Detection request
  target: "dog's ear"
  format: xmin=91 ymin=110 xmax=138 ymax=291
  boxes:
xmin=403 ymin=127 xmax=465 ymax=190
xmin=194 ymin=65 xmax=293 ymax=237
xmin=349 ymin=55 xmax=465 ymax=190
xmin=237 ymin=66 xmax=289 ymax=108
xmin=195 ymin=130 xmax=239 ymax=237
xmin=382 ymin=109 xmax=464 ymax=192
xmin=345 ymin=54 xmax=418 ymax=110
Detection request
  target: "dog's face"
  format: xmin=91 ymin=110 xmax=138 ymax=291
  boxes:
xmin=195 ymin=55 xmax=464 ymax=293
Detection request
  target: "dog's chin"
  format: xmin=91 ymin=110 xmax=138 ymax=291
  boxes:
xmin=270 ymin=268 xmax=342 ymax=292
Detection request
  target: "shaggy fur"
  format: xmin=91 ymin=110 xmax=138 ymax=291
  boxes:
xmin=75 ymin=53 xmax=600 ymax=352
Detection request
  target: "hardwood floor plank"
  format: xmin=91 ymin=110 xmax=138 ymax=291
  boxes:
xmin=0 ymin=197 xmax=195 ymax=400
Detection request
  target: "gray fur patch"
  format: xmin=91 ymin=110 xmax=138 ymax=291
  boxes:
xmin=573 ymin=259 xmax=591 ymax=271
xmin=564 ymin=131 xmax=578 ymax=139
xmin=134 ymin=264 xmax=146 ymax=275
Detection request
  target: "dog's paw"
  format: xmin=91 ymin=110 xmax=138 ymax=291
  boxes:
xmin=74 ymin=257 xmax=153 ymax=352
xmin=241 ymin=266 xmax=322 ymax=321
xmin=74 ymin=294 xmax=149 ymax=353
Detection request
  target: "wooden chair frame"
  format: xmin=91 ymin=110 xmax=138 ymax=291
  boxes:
━━━━━━━━━━━━━━━━━━━━━━━━━━━━━━
WHAT THIS TASK INVOLVES:
Could you return all of the entries exactly as they stand?

SOLVED EXERCISE:
Detection request
  target: "dog's ear"
  format: xmin=91 ymin=110 xmax=138 ymax=291
  boxes:
xmin=403 ymin=127 xmax=465 ymax=190
xmin=194 ymin=65 xmax=293 ymax=237
xmin=349 ymin=55 xmax=465 ymax=190
xmin=237 ymin=66 xmax=289 ymax=108
xmin=195 ymin=130 xmax=239 ymax=237
xmin=382 ymin=109 xmax=464 ymax=192
xmin=345 ymin=54 xmax=418 ymax=110
Detection request
  target: "dog's face"
  format: xmin=91 ymin=110 xmax=138 ymax=291
  boxes:
xmin=195 ymin=55 xmax=464 ymax=293
Detection request
  target: "dog's chin"
  format: xmin=91 ymin=110 xmax=138 ymax=291
  boxes:
xmin=270 ymin=268 xmax=342 ymax=292
Detection request
  target: "shaggy fur"
  format: xmin=91 ymin=110 xmax=138 ymax=291
  boxes:
xmin=75 ymin=53 xmax=600 ymax=352
Detection request
  target: "hardwood floor plank"
  format: xmin=91 ymin=110 xmax=138 ymax=291
  boxes:
xmin=0 ymin=197 xmax=195 ymax=400
Detection request
  target: "gray fur patch"
  format: xmin=91 ymin=110 xmax=138 ymax=291
  boxes:
xmin=573 ymin=259 xmax=591 ymax=271
xmin=564 ymin=131 xmax=578 ymax=139
xmin=134 ymin=264 xmax=146 ymax=275
Detection request
  target: "dog's paw"
  format: xmin=91 ymin=110 xmax=138 ymax=291
  boxes:
xmin=74 ymin=257 xmax=153 ymax=352
xmin=241 ymin=266 xmax=322 ymax=321
xmin=74 ymin=294 xmax=149 ymax=353
Detection request
  target: "wooden chair frame"
  format: xmin=91 ymin=110 xmax=138 ymax=291
  boxes:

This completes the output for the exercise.